**To do**
What follows are records. Restate all of them word for word.

**Extracted data**
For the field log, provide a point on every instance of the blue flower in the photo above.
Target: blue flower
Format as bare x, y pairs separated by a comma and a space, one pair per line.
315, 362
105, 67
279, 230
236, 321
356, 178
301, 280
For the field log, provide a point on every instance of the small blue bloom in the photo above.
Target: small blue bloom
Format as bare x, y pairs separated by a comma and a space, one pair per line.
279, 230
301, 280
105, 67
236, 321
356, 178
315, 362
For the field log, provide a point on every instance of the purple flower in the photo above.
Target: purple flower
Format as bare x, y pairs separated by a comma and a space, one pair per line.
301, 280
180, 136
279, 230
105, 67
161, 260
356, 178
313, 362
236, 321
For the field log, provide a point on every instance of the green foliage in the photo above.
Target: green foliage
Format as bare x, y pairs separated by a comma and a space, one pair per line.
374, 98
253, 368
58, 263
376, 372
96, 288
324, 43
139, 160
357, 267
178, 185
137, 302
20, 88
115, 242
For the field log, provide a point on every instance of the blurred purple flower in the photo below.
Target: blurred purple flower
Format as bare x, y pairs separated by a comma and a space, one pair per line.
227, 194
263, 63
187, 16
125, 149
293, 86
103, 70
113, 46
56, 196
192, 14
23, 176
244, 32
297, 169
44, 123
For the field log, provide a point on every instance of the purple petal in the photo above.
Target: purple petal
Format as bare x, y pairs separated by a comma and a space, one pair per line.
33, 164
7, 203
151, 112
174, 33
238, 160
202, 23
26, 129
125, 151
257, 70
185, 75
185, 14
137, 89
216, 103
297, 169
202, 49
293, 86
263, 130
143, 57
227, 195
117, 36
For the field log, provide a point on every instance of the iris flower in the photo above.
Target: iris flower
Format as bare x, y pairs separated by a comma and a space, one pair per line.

**Answer to this task**
For the field log, provide a point on every instance of the blue flower in the photo above.
Target: blue flower
Format as bare x, y pairs separated by a comma and a space, one pair per line.
315, 362
105, 67
279, 230
236, 321
356, 178
301, 280
For the field log, provide a point on every instance of the small blue bloom in the photo above.
Target: small blue bloom
Format as bare x, y pairs separated by a comma and a space, one pair per line.
279, 230
301, 280
105, 67
236, 321
356, 178
315, 362
For the field log, provide a point on every instance of the purple flower in the photo above.
Target: purple flower
Format as bare x, y pairs separated by a comma and a space, one pair per line.
301, 280
180, 136
279, 230
105, 67
161, 260
356, 178
313, 362
236, 321
For the field log, provide a point on every instance of the green foliage in the photo above.
Target: green foliage
Format as bare x, y pairs separated by a comma and a space, one pair per line.
374, 98
253, 368
58, 263
376, 372
96, 288
324, 43
139, 160
357, 267
178, 185
137, 302
20, 88
115, 242
For the field log, provide a point on every instance of the blurred purple flower in the photo below.
Target: blurred purple flower
Format as bare x, y pairs separated by a comma and a space, one pair per line.
227, 194
263, 63
187, 16
125, 149
293, 86
103, 70
113, 46
56, 196
192, 14
23, 176
244, 32
297, 169
44, 123
For the field log, provide a point on every instance of the purple petal in the photo above.
Target: purple petal
Format as bare x, y pairs separated by a comma and a space, one pair per line.
33, 164
7, 203
151, 112
174, 33
238, 160
202, 23
26, 129
125, 151
257, 70
185, 75
185, 14
137, 89
216, 103
297, 169
202, 49
293, 86
263, 130
143, 57
227, 195
117, 36
For the field log, provide a point on every instance of the iris flower in the photo above.
Target: iris flower
Format as bare x, y pairs separated by a comma and a space, one pair per line.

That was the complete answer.